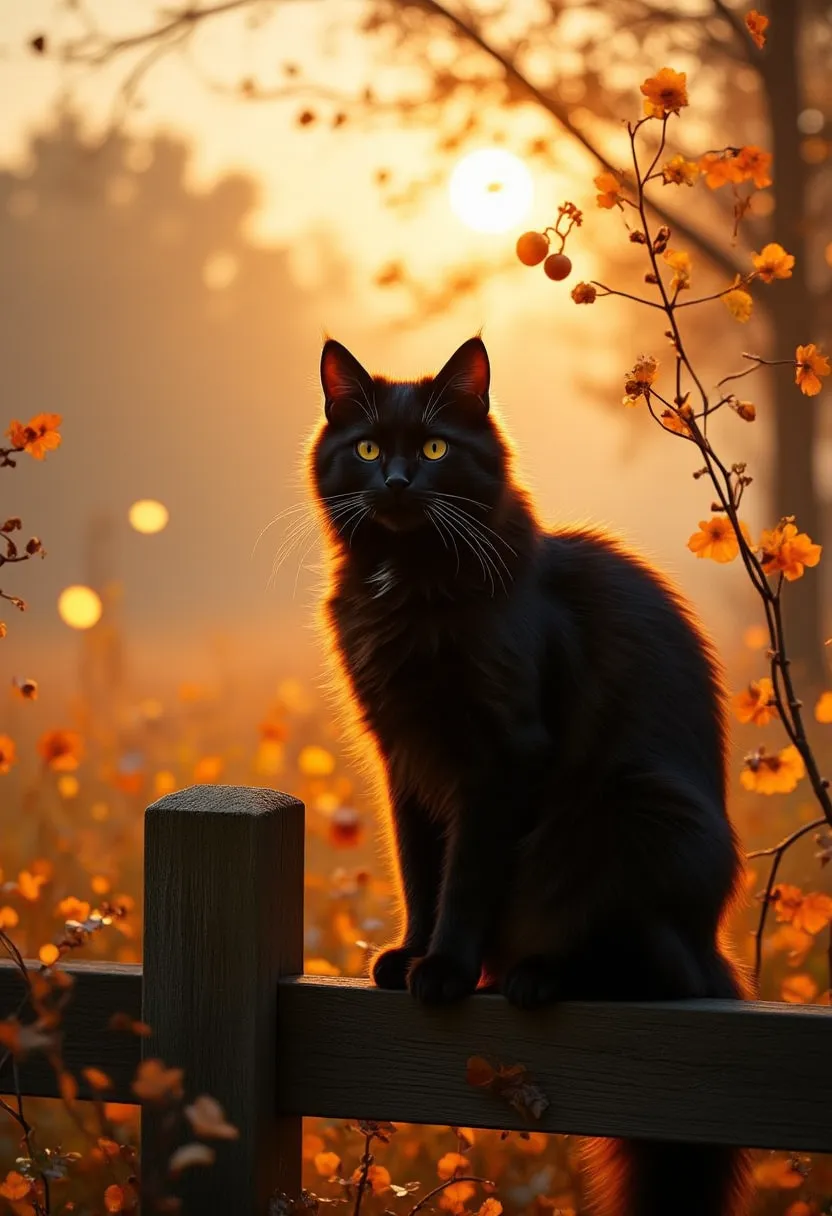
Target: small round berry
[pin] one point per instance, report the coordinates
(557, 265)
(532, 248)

_ _ _ _ _

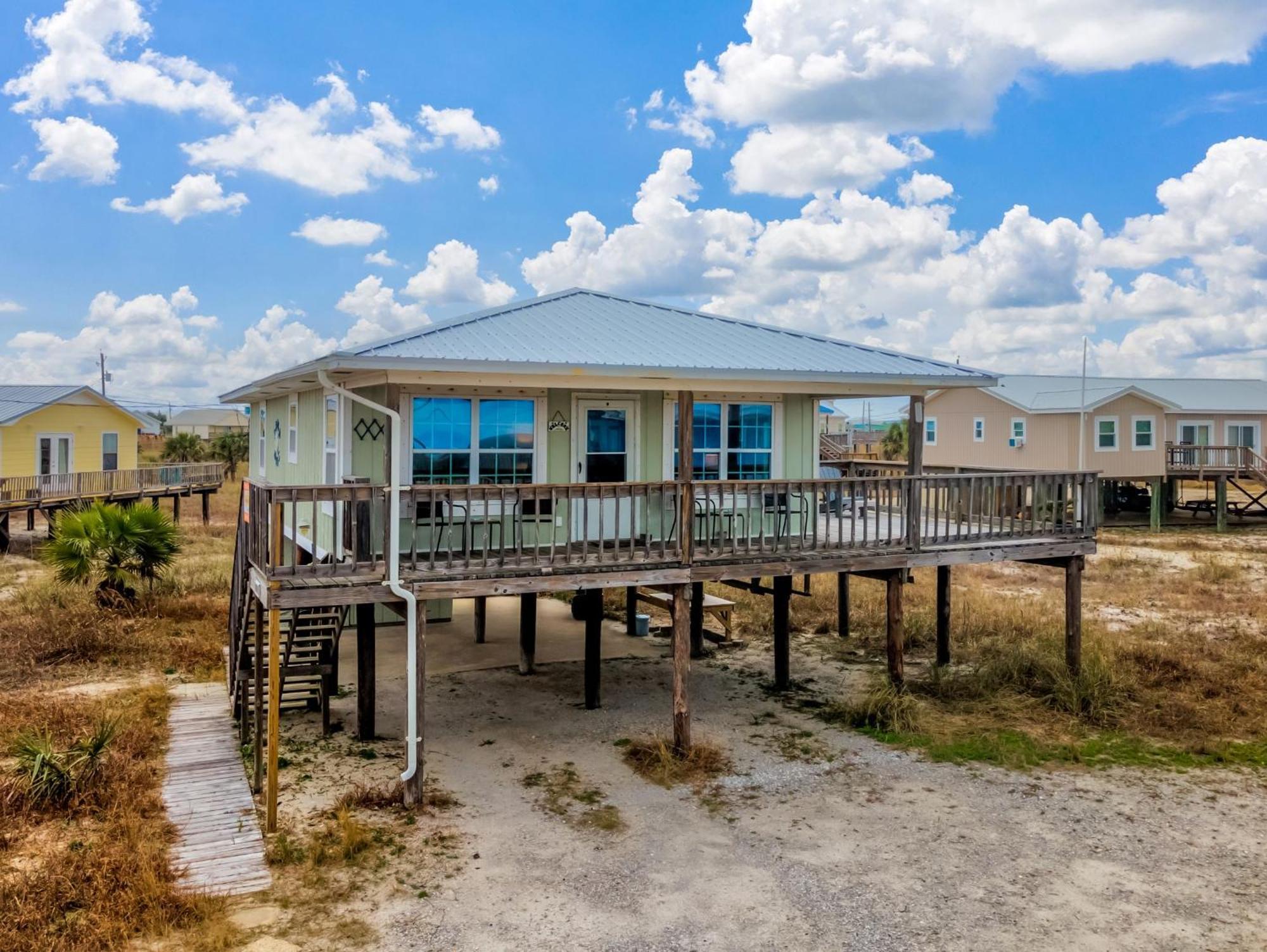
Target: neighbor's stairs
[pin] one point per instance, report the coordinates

_ _ _ _ _

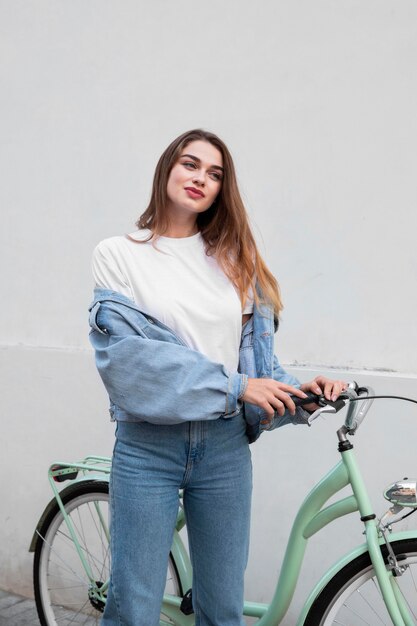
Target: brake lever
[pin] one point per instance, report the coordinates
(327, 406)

_ _ _ _ _

== What is needed ==
Only lines holding "Target" are wanted; copy all of them from the listing.

== Exercise result ==
Target: small round berry
Target: neighbor's stairs
Target: brake lever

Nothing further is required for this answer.